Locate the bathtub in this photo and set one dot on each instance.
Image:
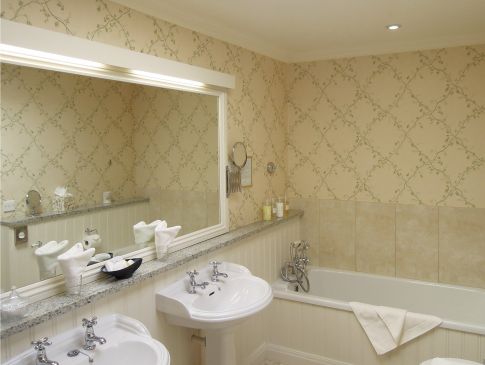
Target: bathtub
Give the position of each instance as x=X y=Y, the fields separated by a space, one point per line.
x=461 y=308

---+---

Stated exercise >> Copy the material above word for word, leaving out the pictures.

Task solution >>
Locate the bathtub in this photo and set one dot on each instance.
Image:
Target: bathtub
Give the position of each instance as x=X y=Y, the fields separated by a space, one point per line.
x=461 y=308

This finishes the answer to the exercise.